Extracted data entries
----

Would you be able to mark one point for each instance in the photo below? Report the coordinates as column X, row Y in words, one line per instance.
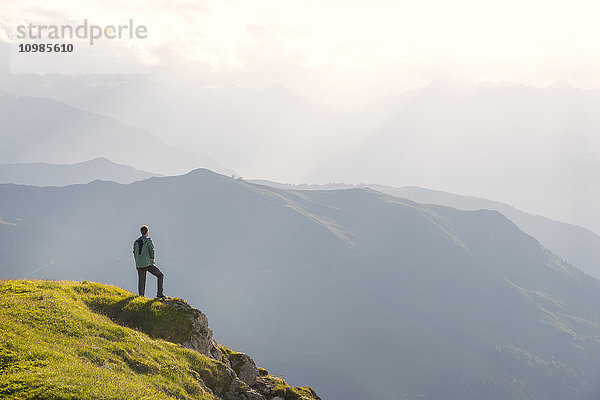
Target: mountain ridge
column 465, row 296
column 112, row 335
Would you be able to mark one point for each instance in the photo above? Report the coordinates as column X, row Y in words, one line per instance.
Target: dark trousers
column 153, row 269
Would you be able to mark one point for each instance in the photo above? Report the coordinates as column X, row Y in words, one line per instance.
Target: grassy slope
column 57, row 342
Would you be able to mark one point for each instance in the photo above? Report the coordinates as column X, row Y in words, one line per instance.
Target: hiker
column 143, row 253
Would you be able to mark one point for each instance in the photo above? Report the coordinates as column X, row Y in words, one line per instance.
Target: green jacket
column 143, row 252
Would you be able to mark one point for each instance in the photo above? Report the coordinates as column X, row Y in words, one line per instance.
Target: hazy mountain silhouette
column 43, row 130
column 362, row 294
column 243, row 128
column 573, row 243
column 534, row 148
column 44, row 174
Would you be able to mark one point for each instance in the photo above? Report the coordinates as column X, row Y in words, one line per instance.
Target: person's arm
column 151, row 250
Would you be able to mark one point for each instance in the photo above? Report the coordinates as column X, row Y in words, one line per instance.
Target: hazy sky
column 344, row 52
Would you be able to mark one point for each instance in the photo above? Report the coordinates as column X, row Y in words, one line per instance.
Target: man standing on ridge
column 143, row 253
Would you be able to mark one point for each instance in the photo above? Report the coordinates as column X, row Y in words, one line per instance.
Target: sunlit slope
column 362, row 294
column 70, row 340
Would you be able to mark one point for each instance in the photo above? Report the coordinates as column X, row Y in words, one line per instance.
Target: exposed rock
column 201, row 337
column 247, row 381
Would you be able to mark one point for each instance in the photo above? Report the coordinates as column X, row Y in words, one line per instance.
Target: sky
column 345, row 53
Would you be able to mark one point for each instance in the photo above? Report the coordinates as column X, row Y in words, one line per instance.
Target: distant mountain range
column 535, row 148
column 43, row 130
column 363, row 294
column 575, row 244
column 44, row 174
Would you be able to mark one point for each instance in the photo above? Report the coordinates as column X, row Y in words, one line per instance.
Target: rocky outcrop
column 200, row 336
column 248, row 382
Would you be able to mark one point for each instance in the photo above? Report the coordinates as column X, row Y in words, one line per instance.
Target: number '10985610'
column 45, row 48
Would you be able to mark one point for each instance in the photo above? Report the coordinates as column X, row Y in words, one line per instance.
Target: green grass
column 79, row 341
column 282, row 389
column 56, row 344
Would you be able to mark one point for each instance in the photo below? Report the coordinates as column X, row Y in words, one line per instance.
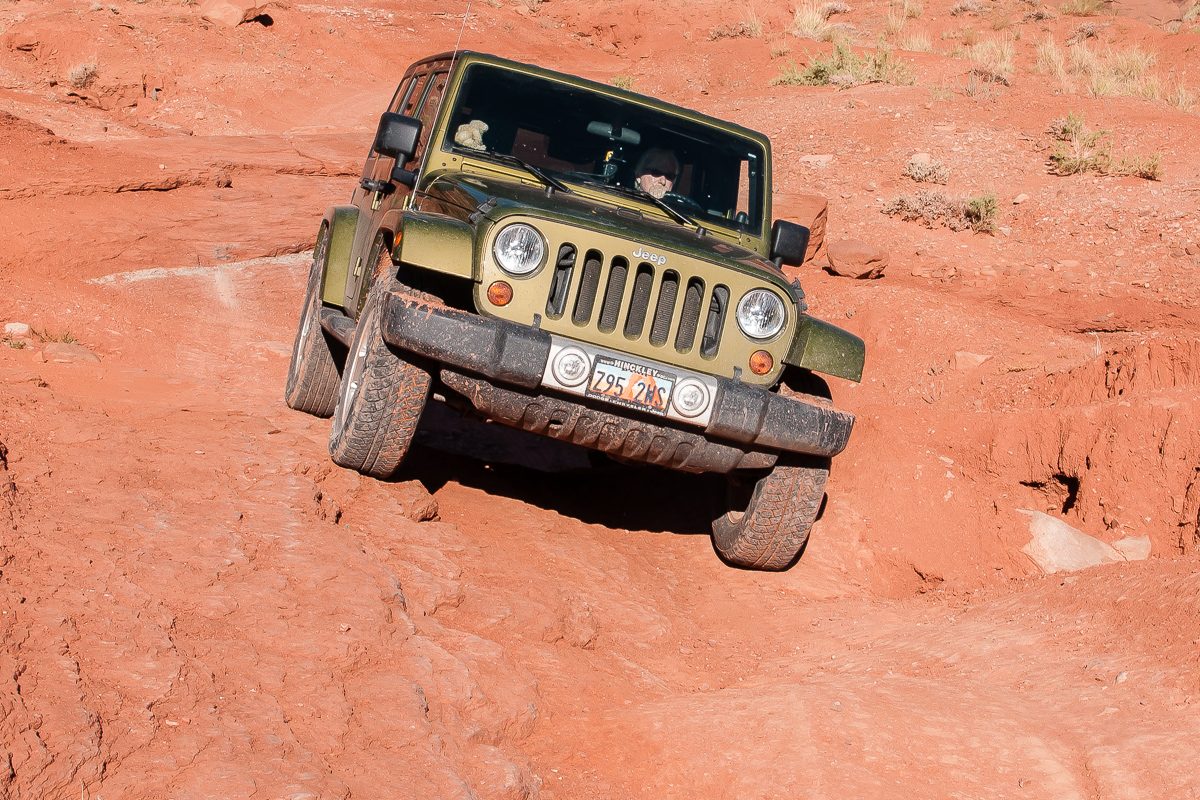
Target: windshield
column 576, row 136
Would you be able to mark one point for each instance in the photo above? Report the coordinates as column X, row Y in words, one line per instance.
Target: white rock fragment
column 964, row 360
column 1134, row 548
column 1057, row 547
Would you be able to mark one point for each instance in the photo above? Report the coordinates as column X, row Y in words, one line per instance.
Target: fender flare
column 342, row 221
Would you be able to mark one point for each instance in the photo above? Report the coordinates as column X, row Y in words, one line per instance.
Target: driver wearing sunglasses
column 657, row 172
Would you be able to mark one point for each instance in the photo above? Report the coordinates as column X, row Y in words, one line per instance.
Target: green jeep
column 583, row 263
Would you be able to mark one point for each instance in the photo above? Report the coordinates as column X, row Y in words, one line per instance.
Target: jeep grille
column 612, row 275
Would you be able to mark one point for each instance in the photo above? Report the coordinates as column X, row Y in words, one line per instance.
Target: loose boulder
column 64, row 352
column 813, row 212
column 232, row 12
column 853, row 258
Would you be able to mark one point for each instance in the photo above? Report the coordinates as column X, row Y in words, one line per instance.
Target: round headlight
column 571, row 366
column 519, row 250
column 761, row 314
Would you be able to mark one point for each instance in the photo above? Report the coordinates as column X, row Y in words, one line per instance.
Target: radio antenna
column 465, row 17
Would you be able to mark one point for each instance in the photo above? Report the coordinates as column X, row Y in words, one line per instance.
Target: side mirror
column 789, row 242
column 397, row 137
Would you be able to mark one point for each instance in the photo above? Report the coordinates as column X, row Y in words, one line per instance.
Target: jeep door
column 419, row 95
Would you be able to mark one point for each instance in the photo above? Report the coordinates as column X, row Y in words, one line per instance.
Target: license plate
column 631, row 384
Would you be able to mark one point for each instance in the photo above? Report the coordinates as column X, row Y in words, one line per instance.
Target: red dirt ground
column 196, row 603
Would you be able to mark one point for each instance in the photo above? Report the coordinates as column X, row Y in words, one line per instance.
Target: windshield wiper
column 529, row 168
column 646, row 196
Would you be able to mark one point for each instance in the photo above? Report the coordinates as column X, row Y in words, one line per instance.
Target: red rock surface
column 197, row 603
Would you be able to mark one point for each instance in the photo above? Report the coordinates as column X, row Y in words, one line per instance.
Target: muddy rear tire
column 766, row 522
column 312, row 374
column 382, row 395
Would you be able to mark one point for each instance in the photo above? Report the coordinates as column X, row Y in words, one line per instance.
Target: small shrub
column 1083, row 7
column 83, row 74
column 983, row 84
column 64, row 336
column 935, row 172
column 1078, row 150
column 934, row 208
column 809, row 22
column 981, row 212
column 844, row 68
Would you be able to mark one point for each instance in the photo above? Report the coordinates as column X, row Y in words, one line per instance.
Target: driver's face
column 657, row 180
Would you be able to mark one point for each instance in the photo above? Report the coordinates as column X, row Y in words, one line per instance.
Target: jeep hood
column 462, row 194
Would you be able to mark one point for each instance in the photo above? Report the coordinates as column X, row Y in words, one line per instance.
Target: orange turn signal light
column 761, row 362
column 499, row 293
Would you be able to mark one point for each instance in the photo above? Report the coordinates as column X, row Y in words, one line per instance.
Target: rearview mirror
column 397, row 136
column 789, row 242
column 627, row 136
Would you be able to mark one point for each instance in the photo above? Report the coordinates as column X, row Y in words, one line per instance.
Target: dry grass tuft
column 977, row 214
column 1085, row 31
column 1053, row 61
column 831, row 8
column 83, row 74
column 1083, row 7
column 934, row 172
column 749, row 28
column 995, row 56
column 1116, row 72
column 809, row 22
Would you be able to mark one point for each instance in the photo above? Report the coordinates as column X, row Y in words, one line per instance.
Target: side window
column 427, row 113
column 402, row 94
column 413, row 95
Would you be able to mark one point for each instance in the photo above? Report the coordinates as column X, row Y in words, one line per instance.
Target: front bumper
column 743, row 428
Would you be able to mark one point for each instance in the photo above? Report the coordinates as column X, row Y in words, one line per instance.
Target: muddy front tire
column 766, row 522
column 381, row 398
column 312, row 374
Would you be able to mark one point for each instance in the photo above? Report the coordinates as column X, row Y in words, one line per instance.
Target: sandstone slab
column 853, row 258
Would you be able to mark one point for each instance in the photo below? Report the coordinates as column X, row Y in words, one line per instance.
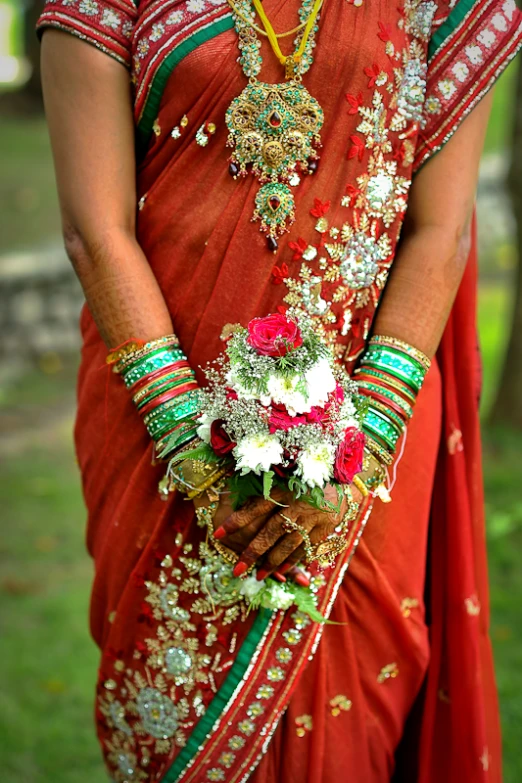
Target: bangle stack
column 163, row 388
column 390, row 376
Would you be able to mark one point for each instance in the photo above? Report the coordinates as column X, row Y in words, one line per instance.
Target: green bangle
column 384, row 429
column 404, row 367
column 380, row 407
column 178, row 425
column 379, row 376
column 182, row 405
column 163, row 358
column 396, row 398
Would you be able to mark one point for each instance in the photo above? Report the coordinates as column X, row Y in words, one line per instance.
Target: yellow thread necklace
column 274, row 128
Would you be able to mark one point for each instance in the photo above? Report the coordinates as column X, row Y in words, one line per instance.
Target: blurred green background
column 48, row 660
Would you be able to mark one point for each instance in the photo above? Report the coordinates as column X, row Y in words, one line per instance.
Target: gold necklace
column 274, row 128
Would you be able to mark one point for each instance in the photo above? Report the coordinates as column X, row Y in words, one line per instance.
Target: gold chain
column 260, row 30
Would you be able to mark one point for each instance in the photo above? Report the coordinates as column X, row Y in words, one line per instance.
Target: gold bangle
column 361, row 486
column 410, row 350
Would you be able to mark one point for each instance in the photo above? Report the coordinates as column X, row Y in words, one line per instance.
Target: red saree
column 191, row 689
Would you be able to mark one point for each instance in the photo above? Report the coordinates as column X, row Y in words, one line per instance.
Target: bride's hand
column 263, row 536
column 250, row 519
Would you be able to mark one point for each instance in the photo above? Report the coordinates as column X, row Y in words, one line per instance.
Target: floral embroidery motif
column 167, row 691
column 304, row 723
column 340, row 704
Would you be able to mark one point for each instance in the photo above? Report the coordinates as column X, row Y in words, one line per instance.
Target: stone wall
column 40, row 302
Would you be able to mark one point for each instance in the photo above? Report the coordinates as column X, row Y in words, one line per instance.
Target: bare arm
column 435, row 244
column 89, row 113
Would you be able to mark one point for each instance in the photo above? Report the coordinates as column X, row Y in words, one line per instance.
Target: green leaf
column 268, row 480
column 244, row 487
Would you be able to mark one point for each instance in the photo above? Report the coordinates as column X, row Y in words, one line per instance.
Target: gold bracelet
column 135, row 351
column 378, row 451
column 410, row 350
column 361, row 486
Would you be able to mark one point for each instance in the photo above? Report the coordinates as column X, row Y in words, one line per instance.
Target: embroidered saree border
column 193, row 764
column 75, row 26
column 468, row 53
column 227, row 690
column 149, row 95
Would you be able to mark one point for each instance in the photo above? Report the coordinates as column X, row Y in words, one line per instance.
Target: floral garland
column 279, row 412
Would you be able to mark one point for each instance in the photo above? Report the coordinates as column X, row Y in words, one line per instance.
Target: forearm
column 120, row 288
column 423, row 283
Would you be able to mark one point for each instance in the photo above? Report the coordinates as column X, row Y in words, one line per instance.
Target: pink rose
column 349, row 456
column 275, row 335
column 220, row 439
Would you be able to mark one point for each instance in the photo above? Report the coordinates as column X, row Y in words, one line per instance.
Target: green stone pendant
column 274, row 130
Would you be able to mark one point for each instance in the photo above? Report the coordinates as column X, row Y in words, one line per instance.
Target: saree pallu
column 191, row 687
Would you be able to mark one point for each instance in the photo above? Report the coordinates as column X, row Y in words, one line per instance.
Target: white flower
column 320, row 382
column 257, row 453
column 205, row 423
column 315, row 464
column 234, row 382
column 250, row 586
column 277, row 598
column 111, row 19
column 284, row 390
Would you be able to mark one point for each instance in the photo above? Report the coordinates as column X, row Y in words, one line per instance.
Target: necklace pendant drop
column 274, row 129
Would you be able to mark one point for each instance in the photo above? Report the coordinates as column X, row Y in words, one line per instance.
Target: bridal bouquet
column 278, row 412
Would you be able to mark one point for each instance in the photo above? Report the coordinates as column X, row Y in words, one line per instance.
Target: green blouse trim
column 449, row 26
column 150, row 110
column 222, row 697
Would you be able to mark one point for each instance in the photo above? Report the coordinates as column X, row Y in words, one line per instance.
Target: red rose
column 349, row 456
column 220, row 439
column 275, row 335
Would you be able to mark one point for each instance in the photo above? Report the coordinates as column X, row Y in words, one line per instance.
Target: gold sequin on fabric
column 407, row 604
column 304, row 723
column 455, row 444
column 472, row 605
column 388, row 672
column 340, row 704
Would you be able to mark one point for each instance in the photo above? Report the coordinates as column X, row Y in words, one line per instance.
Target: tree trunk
column 508, row 404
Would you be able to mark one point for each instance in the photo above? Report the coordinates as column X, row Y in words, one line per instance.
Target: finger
column 281, row 552
column 269, row 534
column 258, row 507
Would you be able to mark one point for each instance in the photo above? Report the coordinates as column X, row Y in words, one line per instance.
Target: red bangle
column 381, row 380
column 170, row 395
column 387, row 402
column 176, row 367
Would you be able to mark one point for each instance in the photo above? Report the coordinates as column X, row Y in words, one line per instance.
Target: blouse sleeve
column 106, row 24
column 472, row 41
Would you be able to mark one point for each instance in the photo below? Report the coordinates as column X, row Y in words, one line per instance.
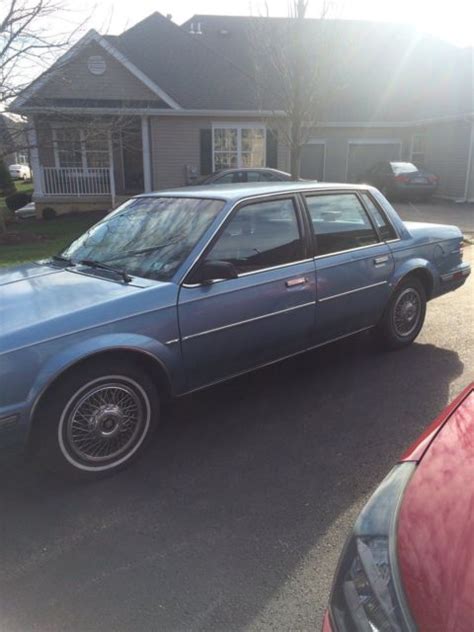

----

> **EXERCISE REQUIREMENTS**: Rewrite the lines from the start of the items above through the line containing "column 112, row 335" as a numbered list, skipping blank lines and leaving out the pictures.

> **SOLUTION BELOW**:
1. Would you be able to mark one point for each instance in the photo below? Report the coordinates as column X, row Y in words, one line per instance.
2. Target: mountain ridge
3. column 465, row 296
4. column 112, row 335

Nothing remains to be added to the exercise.